(Excerpt from a dataset)
>>>
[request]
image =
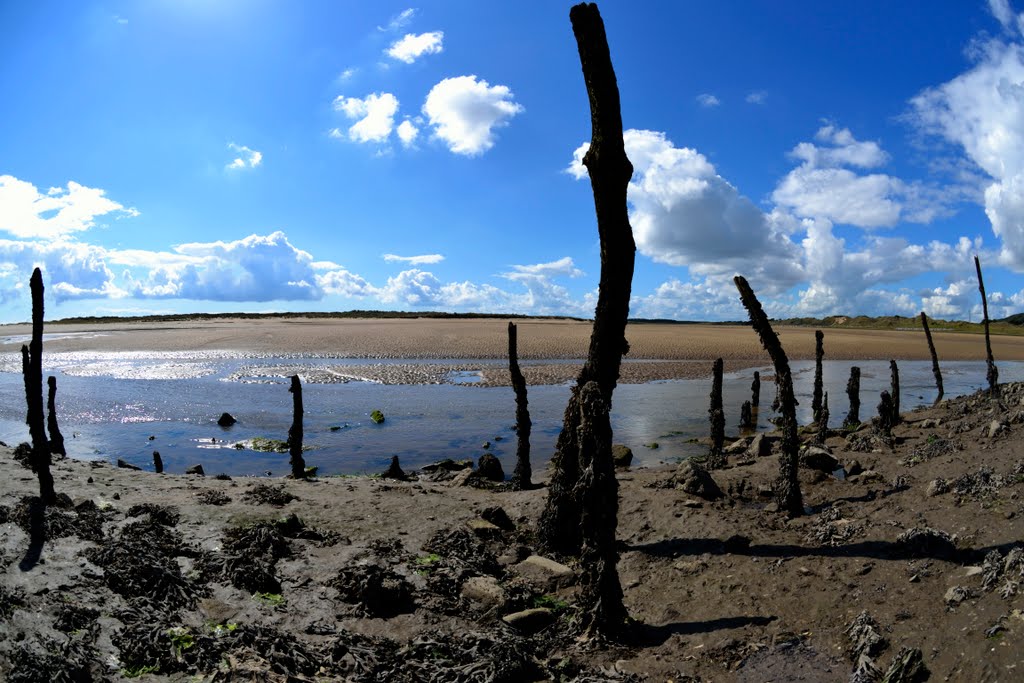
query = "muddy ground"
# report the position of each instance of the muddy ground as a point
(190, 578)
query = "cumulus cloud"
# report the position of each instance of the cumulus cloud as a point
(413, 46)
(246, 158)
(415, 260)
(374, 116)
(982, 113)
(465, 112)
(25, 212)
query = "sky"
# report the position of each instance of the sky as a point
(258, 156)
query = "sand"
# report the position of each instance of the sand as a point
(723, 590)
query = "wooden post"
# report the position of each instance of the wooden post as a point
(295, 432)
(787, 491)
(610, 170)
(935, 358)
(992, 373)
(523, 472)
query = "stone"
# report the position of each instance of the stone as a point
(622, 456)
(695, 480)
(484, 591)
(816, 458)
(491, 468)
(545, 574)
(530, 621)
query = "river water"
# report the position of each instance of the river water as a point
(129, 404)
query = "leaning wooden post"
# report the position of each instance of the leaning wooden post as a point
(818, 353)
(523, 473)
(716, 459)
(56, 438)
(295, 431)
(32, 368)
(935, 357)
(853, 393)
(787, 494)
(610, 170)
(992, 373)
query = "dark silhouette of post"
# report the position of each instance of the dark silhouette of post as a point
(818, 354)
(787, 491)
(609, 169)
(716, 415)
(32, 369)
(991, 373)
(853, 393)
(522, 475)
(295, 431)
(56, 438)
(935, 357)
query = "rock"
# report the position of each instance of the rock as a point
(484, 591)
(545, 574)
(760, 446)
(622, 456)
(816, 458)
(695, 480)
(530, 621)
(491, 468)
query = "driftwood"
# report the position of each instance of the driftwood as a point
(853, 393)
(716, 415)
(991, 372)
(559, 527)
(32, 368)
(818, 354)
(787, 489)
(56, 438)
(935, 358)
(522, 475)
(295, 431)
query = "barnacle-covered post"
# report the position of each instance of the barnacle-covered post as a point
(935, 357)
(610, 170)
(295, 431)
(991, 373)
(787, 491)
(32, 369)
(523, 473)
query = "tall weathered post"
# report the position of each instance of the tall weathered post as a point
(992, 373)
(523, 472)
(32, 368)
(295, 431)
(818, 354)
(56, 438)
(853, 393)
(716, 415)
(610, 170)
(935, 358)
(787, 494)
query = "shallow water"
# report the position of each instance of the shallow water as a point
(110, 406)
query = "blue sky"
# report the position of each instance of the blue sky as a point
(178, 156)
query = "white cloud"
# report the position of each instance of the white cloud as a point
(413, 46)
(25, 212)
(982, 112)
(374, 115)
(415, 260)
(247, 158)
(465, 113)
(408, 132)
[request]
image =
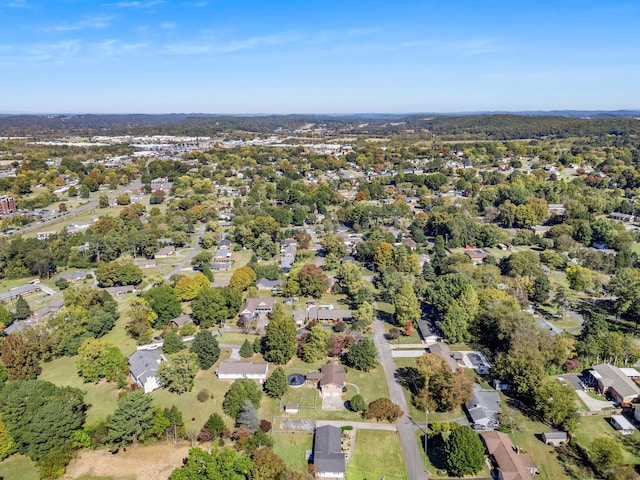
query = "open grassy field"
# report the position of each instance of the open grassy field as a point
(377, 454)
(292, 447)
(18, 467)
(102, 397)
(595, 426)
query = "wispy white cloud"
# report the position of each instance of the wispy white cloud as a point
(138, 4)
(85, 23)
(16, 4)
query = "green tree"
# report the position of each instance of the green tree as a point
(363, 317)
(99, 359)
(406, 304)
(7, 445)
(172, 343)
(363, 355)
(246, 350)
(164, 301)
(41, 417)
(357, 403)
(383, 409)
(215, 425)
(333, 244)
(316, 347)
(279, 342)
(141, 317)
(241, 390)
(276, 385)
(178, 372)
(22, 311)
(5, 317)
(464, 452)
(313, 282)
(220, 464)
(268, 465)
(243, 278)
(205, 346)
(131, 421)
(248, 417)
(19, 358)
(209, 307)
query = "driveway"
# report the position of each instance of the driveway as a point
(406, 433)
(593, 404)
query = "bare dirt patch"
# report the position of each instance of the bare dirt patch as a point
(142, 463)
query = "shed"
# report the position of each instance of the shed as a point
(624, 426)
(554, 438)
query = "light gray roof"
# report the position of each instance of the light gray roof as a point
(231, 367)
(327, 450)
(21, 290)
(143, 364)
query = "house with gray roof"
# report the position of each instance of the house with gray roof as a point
<<<
YOUR INSTRUCTIONS:
Please state how many lines of the entries above contain the string "ground", treating uppercase and lowercase as different, and reply with the number alone.

OUTPUT OF THE EXERCISE:
2